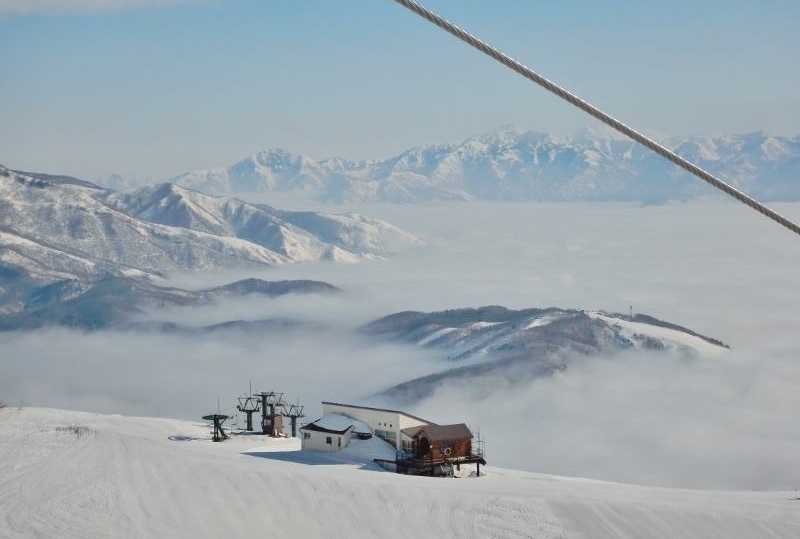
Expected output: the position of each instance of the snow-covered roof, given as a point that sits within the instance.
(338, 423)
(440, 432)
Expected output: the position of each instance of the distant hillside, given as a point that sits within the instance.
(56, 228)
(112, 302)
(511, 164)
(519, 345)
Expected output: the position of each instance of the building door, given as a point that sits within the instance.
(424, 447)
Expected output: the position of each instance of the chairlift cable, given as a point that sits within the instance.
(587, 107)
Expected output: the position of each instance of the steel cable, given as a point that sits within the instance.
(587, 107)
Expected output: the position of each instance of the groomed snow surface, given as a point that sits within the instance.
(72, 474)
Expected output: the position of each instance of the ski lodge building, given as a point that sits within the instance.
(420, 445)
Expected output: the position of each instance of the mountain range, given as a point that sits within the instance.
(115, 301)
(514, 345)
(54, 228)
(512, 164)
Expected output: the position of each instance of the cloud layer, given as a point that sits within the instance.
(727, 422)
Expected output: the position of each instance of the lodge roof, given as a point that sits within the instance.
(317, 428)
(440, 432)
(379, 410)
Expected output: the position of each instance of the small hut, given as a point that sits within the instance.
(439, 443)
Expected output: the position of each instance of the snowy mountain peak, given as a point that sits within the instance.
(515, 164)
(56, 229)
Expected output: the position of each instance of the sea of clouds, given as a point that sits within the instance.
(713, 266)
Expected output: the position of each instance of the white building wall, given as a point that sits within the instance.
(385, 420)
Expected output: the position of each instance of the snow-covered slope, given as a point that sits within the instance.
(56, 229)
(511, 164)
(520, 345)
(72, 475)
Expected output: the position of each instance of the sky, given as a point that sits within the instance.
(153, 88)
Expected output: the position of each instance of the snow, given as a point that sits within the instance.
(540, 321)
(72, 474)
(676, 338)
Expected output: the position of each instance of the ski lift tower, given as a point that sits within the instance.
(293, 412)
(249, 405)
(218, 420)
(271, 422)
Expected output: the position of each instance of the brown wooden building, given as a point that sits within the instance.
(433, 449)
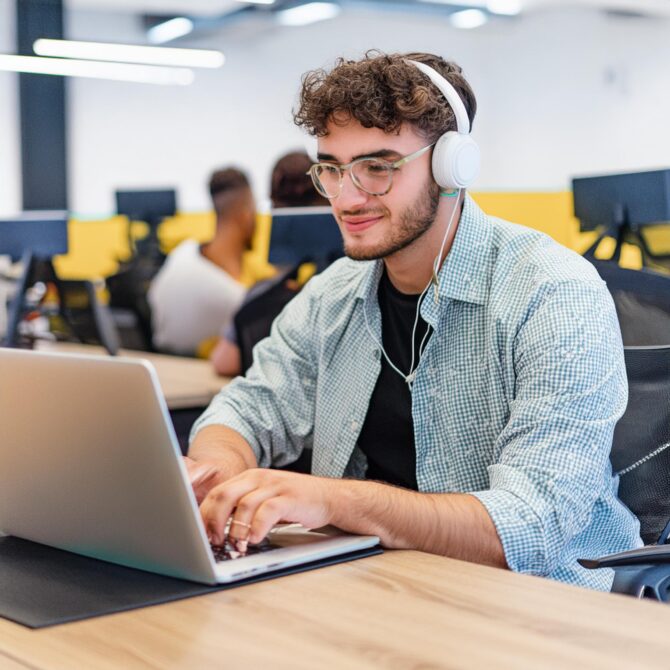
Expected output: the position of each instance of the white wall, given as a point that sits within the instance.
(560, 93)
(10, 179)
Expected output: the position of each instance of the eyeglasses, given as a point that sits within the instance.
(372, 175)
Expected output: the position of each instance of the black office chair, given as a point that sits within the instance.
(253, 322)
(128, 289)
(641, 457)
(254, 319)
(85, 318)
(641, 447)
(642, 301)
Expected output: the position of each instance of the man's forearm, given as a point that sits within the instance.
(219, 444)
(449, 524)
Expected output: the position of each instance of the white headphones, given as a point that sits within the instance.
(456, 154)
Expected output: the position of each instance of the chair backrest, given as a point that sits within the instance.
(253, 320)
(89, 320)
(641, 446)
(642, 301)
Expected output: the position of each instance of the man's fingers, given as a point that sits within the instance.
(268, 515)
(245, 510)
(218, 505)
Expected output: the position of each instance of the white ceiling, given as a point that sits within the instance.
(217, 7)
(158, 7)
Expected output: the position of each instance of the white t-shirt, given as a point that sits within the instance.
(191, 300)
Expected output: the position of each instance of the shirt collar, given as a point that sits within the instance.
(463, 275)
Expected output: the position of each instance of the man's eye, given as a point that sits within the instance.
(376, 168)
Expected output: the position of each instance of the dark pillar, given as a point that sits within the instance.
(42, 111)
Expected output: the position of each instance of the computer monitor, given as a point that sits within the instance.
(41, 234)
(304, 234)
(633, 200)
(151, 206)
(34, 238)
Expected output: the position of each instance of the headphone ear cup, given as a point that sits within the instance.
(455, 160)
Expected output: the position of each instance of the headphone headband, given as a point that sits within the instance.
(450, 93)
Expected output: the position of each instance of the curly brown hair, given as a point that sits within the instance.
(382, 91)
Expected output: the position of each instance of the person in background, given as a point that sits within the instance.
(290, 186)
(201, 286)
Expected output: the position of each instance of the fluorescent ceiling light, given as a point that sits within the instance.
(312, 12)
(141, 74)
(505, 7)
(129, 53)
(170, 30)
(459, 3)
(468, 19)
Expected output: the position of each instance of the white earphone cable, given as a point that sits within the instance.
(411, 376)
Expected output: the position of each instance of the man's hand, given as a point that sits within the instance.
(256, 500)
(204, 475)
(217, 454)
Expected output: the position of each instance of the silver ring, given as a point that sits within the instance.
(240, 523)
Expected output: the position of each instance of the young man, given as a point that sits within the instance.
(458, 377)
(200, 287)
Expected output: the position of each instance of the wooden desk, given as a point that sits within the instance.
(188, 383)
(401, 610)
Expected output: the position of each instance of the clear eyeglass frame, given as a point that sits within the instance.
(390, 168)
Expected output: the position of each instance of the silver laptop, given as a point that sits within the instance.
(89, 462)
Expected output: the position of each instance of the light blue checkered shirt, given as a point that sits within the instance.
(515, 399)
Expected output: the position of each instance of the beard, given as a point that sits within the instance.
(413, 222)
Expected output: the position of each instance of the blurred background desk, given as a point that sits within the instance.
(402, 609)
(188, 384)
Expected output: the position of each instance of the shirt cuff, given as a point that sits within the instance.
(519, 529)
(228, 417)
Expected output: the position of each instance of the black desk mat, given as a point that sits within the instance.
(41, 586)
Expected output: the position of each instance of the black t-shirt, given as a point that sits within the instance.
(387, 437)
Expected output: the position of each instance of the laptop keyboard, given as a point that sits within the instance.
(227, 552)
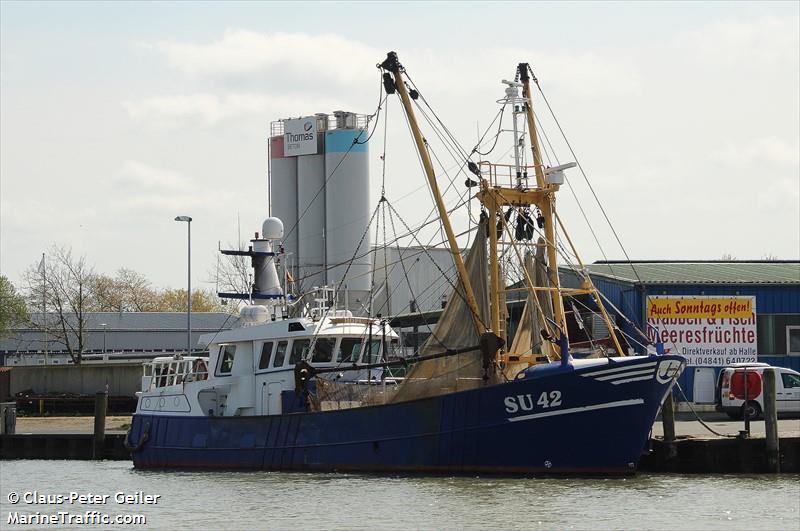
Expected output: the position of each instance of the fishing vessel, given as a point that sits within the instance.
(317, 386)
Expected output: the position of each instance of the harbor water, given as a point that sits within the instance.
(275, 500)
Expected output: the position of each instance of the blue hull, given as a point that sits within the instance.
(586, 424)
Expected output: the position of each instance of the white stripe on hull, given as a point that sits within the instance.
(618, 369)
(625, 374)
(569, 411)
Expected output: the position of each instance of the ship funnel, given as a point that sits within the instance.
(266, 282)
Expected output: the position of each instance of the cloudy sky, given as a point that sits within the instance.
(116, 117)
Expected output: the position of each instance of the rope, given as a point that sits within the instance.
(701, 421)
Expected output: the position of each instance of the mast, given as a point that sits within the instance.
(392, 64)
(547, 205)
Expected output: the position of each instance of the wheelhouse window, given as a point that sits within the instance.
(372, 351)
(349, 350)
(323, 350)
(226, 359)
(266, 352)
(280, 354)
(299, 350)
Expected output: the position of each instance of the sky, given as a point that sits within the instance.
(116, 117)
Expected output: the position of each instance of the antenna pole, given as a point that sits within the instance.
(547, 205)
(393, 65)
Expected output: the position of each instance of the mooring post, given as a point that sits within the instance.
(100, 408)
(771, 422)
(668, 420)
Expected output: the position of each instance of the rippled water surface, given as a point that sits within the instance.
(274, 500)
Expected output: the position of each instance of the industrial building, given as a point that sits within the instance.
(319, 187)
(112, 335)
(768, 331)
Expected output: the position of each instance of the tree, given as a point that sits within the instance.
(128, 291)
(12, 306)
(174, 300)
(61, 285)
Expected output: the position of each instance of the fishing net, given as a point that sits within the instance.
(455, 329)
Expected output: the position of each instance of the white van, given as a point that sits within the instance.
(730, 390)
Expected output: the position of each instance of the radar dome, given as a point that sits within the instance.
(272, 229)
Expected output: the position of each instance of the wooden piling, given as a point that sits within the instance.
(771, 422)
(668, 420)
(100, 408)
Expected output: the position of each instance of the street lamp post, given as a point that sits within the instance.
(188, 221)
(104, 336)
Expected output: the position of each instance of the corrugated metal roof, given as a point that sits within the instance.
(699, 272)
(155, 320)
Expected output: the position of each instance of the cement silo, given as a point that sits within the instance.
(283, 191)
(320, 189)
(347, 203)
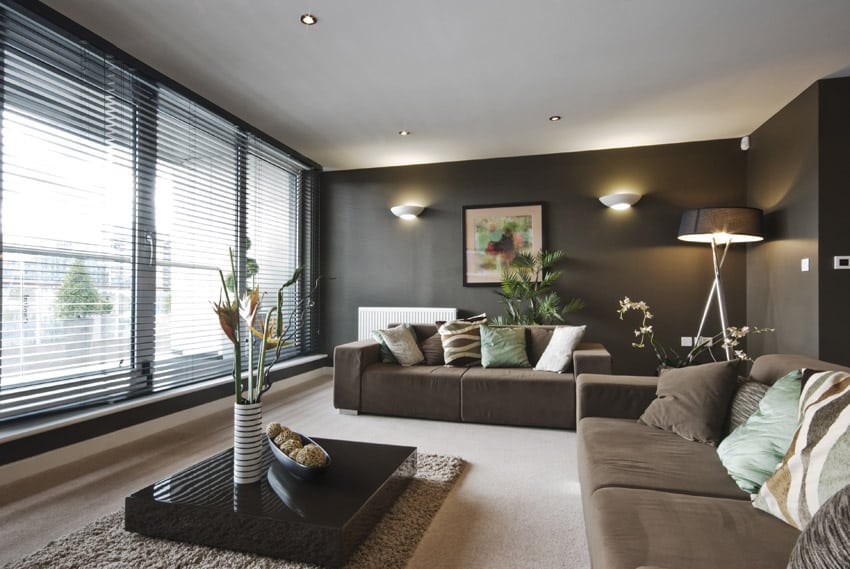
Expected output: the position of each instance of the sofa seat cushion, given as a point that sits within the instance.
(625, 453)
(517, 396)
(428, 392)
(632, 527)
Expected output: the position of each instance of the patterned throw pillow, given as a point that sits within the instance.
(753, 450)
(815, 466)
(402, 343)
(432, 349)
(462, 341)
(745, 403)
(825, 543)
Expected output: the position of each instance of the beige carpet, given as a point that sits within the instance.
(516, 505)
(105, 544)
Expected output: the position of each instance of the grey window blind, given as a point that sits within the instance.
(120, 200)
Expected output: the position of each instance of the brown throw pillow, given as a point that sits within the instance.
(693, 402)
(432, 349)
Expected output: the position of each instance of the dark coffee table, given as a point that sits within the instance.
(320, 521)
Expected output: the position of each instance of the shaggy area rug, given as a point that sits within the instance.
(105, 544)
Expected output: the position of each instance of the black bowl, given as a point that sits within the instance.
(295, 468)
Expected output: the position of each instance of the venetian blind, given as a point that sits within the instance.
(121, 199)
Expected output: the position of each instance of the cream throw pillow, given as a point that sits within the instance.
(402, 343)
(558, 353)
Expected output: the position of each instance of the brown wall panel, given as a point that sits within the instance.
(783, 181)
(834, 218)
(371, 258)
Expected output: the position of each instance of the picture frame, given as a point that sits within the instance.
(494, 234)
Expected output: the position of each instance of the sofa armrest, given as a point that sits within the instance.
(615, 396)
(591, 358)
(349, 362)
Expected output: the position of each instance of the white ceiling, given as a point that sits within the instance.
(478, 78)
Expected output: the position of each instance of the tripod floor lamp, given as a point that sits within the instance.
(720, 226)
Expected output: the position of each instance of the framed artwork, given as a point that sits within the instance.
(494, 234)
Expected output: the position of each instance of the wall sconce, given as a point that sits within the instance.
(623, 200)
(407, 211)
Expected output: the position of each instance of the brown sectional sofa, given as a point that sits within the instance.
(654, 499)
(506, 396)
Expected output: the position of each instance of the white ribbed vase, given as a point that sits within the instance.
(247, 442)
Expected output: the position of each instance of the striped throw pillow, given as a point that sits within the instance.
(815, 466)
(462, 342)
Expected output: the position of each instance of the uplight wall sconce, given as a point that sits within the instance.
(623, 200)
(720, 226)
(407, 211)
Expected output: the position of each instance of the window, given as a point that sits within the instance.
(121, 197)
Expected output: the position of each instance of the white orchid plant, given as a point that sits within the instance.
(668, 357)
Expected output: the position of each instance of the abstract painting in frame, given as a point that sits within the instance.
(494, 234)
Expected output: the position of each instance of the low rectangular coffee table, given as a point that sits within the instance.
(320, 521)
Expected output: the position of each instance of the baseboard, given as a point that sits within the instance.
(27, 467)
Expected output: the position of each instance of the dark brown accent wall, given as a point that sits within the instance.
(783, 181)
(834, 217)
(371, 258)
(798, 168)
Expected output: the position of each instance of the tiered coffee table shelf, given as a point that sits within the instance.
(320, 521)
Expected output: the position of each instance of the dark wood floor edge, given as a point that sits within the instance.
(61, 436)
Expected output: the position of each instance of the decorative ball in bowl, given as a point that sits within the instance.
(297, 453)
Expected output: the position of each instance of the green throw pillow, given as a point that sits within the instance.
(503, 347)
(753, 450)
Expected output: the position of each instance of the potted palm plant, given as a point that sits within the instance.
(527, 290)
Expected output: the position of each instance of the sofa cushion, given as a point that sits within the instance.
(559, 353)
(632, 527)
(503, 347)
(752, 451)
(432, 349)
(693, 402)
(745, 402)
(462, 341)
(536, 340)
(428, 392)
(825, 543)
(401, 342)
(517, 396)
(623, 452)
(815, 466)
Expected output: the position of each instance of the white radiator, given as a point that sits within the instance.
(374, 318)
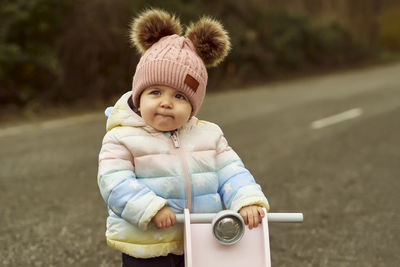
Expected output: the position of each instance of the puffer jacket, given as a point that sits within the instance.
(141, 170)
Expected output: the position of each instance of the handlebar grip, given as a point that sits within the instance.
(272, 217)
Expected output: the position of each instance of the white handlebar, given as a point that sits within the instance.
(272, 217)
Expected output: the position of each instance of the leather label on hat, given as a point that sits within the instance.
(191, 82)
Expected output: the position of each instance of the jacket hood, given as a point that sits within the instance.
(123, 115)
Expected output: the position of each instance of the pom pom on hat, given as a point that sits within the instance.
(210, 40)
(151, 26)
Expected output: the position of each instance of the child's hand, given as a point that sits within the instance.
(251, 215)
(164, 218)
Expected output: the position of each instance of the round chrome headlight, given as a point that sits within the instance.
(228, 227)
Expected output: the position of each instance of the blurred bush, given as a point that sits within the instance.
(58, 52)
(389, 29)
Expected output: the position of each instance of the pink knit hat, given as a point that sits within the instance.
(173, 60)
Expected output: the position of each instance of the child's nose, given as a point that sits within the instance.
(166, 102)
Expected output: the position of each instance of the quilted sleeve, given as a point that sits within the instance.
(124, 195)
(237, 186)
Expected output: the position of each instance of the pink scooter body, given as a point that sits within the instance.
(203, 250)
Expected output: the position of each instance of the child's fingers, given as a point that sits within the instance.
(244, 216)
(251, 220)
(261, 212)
----
* _YOUR INSTRUCTIONS_:
Write out again, unchanged, every line from the line containing "Expected output: the position of each instance of the handlebar" to the final line of the material above.

* _RESPONSE TO THE TASK_:
Expected output: the position of each instance of the handlebar grip, given as a point that sits within the instance.
(272, 217)
Expected output: the position of each instance of the white handlebar, given as a point that sits within the instance.
(272, 217)
Expected output: the position of each instance of the leather label on hat, given as a point that sits within the instance.
(191, 82)
Expected output: the position of each instance of the jacket hood, given as a point that sits within the instance.
(123, 115)
Expected output: the position of each instance of the pom pom on hat, given as a point that sits within the instance.
(210, 40)
(151, 26)
Expected output: the position of each instance of the child's hand, given as a point that sits within the instance.
(251, 215)
(164, 218)
Expected output: the position of each instance of the round chrome headlight, given as a point that sits within the instance.
(228, 227)
Expected output: the position of each instance of the blurred bush, given as a point that sits within the instance.
(58, 52)
(389, 29)
Expected output: the position of each instance of the pink knit hat, given as a point that sits within the instance.
(173, 60)
Expected output: the position of each instance of the child's nose, given as a point that sits within the instance.
(166, 102)
Expected output: the position of each instance of the quilted sleeve, given as a point that sits within the instance.
(124, 195)
(237, 186)
Expected output: the position of each instance of the pink scooter body, given as a point that sits within the instance.
(203, 250)
Expected output: the position of each instance of the child's fingers, given as a point that sits within the instance.
(244, 216)
(251, 220)
(261, 212)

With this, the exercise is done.